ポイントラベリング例
┄┄┄┄┄┄┄┄┄┄┄┄┄┄┄┄┄┄┄┄

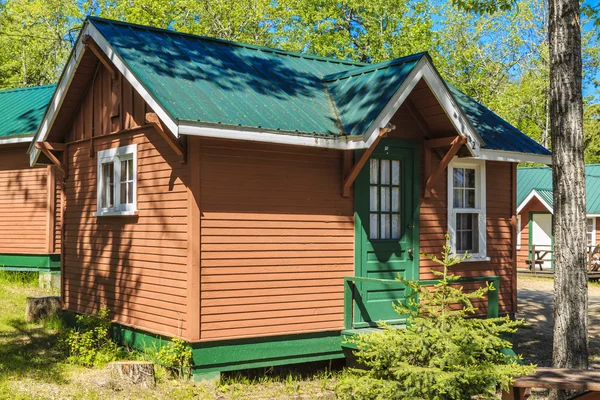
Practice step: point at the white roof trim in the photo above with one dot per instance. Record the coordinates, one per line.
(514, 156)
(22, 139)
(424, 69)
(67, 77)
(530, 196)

┄┄┄┄┄┄┄┄┄┄┄┄┄┄┄┄┄┄┄┄

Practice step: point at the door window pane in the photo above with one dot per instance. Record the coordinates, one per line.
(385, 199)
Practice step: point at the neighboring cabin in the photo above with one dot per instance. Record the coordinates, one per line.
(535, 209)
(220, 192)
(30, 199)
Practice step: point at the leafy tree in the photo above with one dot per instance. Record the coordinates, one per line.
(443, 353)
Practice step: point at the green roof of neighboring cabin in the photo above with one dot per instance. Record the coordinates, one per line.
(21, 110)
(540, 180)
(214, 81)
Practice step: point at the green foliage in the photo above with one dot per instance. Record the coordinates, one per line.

┄┄┄┄┄┄┄┄┄┄┄┄┄┄┄┄┄┄┄┄

→ **やること**: 上の項目から、文字列「neighboring」を含む行をすべて抜き出してください。大文字と小文字は区別します。

→ **作業結果**:
Practice step: point at the neighboring cabin in the photo above with one dot per instance. Record the coordinates, one per line.
Practice step: point at the green roof of neighboring cabin in the photo above with one dot per instance. Record the coordinates, one per line.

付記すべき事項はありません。